- _Textauszug_

---

Hallo zusammen,
gestern abend war es Zeit für das Deep-Sky-First Light mit dem Doppelzehner (zum Teleskop selbst siehe hier) - bei solchen Wetteraussichten gibt es auch unter der Woche keine Ausrede! Der Abend war dann zwar eher kurz, aber hat sich gelohnt... der kurze Beobachtungsbericht lautet einfach: phänomenal, gigantisch, bombastisch, unglaublich - ich bin immer noch ganz begeistert...
Ich machte mich um 21 Uhr auf zu meinem Beobachtungsplatz auf der Alb auf 550 m Höhe - das erste Mal mit neuer Ausrüstung draußen ist immer spannend: hab ich alle Utensilien dabei, funktioniert alles? Die Sorgen waren aber unbegründet, der Aufbau im Dunkeln ohne Schwierigkeiten und erfreulicherweise kann auch eine Autofahrt der Justage des Teleskops nichts anhaben - außer Feinkorrektur an den Umlenkspiegeln war keine Justage erforderlich. Schütteltest bestanden!

---

- _Ausgelesene Angaben_
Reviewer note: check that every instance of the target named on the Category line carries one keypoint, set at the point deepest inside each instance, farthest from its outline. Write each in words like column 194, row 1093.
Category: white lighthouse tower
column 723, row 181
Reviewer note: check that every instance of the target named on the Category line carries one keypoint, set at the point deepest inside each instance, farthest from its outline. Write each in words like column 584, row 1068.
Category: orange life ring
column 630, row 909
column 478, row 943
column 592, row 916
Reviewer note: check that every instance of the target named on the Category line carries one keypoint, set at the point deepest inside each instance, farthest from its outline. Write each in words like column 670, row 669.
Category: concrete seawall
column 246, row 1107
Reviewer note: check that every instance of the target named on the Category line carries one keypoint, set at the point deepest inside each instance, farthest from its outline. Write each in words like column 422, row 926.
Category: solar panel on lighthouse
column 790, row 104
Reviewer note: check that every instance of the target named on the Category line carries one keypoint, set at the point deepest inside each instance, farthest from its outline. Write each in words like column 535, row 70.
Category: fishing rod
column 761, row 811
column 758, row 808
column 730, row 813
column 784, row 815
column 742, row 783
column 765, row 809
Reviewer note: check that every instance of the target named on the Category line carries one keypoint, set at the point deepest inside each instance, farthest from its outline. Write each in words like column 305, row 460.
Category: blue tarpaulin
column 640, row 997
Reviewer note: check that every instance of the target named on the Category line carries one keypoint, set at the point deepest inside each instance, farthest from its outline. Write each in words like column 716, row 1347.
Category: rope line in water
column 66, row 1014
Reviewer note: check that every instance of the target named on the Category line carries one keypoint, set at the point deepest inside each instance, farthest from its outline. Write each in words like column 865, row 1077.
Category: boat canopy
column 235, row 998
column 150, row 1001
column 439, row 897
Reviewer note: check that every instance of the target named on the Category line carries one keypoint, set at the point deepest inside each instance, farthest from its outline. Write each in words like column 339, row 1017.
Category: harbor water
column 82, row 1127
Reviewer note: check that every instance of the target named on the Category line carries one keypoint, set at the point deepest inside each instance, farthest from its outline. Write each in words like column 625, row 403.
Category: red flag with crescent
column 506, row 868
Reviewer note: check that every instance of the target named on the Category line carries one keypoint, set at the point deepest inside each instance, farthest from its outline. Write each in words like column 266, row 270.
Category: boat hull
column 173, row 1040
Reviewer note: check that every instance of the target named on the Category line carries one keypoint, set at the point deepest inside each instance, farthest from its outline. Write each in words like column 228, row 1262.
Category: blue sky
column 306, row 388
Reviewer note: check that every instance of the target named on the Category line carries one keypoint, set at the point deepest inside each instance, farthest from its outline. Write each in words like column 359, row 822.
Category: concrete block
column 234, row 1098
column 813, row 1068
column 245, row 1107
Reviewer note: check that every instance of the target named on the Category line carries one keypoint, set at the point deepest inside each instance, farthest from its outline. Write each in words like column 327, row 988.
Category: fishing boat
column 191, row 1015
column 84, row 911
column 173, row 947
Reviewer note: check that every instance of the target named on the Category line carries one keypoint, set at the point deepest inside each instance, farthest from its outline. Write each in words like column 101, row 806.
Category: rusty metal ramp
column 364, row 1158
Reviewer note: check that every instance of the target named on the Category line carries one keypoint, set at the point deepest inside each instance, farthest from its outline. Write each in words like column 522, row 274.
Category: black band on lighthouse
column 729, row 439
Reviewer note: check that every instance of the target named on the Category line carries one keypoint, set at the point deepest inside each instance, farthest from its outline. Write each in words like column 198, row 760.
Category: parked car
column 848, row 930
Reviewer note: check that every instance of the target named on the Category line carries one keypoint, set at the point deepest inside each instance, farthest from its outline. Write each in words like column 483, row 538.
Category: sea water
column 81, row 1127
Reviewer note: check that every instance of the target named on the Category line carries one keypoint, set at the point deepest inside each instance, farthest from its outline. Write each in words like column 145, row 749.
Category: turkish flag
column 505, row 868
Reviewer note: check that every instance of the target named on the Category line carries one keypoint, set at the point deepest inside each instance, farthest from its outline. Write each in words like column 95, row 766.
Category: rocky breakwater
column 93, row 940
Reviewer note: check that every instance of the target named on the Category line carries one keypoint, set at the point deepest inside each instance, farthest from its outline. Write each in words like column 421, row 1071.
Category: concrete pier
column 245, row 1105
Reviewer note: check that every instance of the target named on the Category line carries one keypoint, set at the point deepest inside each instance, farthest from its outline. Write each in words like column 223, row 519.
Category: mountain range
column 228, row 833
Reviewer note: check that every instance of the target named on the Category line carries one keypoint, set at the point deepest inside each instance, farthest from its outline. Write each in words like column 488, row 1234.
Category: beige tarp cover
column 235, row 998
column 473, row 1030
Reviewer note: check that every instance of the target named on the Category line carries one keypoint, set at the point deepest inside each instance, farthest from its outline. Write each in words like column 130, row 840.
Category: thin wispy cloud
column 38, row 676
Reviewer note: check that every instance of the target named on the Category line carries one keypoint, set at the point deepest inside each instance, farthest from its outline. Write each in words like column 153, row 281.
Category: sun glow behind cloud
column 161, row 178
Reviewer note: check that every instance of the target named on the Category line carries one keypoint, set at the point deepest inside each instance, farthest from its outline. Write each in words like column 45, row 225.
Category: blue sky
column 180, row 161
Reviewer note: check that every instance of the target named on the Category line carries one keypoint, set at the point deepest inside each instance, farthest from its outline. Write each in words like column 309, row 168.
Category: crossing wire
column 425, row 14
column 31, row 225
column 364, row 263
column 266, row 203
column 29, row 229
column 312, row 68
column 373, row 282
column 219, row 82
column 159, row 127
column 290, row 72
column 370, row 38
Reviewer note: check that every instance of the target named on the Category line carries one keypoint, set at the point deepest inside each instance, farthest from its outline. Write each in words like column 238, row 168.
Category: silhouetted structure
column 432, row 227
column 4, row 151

---

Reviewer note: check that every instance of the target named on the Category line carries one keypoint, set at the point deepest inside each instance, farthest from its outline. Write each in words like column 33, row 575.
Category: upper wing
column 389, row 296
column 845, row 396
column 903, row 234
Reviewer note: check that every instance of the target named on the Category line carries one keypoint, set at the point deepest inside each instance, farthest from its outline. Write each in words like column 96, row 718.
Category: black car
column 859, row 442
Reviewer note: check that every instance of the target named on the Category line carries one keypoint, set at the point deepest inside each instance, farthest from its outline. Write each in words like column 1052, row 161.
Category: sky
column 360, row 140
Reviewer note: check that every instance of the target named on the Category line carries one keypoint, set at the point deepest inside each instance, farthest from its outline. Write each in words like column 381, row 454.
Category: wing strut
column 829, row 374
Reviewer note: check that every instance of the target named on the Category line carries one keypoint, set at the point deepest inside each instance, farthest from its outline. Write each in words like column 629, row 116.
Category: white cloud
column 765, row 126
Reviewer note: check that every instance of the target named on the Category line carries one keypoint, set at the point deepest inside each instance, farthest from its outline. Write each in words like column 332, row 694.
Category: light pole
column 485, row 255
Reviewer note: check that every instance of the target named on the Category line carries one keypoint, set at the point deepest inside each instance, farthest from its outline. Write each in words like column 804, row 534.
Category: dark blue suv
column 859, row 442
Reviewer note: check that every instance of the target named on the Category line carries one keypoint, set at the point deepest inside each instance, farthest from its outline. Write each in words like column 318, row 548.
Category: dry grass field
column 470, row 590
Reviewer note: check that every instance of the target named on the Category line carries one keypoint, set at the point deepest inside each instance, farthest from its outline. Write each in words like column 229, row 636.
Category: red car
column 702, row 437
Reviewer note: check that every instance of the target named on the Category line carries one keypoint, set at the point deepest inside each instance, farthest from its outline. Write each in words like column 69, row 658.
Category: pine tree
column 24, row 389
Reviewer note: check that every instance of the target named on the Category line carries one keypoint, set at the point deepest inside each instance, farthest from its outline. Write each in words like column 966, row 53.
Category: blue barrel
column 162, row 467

---

- _Anweisung 1_
Gib bitte den Abschnitt des Textauszugs wortgetreu wieder, der mit den Worten „Ich machte mich“ einsetzt und mit „erforderlich. Schütteltest bestanden!“ schließt.
- _Anweisung 2_
Prüfe, ob die Aussagen (a) bis (c) zum Textauszug passen: (a) Der Beobachtungsplatz liegt auf 550 m Höhe. (b) Nach der Autofahrt musste das Teleskop vollständig neu justiert werden. (c) Der Beobachtungsabend war lang. Antworte jeweils mit Ja oder Nein und zitiere die ausschlaggebenden Worte genau.
Die Zeilen stehen in keinem Zusammenhang mit dem Textauszug.

- _Ausgabe 1_
Ich machte mich um 21 Uhr auf zu meinem Beobachtungsplatz auf der Alb auf 550 m Höhe - das erste Mal mit neuer Ausrüstung draußen ist immer spannend: hab ich alle Utensilien dabei, funktioniert alles? Die Sorgen waren aber unbegründet, der Aufbau im Dunkeln ohne Schwierigkeiten und erfreulicherweise kann auch eine Autofahrt der Justage des Teleskops nichts anhaben - außer Feinkorrektur an den Umlenkspiegeln war keine Justage erforderlich. Schütteltest bestanden!

- _Ausgabe 2_
(a) Ja: „meinem Beobachtungsplatz auf der Alb auf 550 m Höhe“
(b) Nein: „außer Feinkorrektur an den Umlenkspiegeln war keine Justage erforderlich“
(c) Nein: „Der Abend war dann zwar eher kurz“